**Data for the task**
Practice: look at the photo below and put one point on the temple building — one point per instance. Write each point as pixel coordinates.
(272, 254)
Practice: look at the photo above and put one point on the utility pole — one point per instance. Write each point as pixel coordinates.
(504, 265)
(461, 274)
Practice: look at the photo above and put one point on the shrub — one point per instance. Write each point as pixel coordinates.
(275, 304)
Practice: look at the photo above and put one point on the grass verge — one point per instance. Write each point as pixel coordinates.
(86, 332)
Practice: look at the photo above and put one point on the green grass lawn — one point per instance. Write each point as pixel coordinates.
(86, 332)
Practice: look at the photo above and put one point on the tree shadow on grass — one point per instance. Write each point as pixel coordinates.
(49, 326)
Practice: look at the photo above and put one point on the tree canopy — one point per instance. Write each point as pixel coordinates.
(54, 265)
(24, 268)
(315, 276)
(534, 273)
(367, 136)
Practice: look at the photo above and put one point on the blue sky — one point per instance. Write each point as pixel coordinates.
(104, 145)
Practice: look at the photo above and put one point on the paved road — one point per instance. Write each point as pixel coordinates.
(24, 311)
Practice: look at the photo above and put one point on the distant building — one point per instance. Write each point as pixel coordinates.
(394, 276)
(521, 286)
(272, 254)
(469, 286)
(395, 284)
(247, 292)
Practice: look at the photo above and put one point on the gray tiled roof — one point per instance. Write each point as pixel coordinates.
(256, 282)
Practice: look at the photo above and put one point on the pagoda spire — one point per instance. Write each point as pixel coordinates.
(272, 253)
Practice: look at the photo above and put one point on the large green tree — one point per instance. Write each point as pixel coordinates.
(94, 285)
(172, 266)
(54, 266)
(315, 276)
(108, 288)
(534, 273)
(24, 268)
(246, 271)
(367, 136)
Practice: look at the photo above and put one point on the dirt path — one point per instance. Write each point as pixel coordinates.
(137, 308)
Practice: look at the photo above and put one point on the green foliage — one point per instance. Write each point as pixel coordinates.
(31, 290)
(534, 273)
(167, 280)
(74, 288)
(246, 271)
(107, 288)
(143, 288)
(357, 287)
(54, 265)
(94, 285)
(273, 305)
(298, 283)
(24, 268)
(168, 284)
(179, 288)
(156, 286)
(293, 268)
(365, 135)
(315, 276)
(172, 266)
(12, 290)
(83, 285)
--
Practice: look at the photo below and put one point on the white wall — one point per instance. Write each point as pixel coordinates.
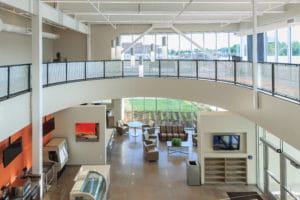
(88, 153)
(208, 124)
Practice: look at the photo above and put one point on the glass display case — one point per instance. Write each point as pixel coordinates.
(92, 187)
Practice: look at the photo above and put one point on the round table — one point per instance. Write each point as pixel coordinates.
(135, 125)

**What the task requires**
How many lines in the entries above contain the word "building"? Reply with the number alone.

**Correct answer**
2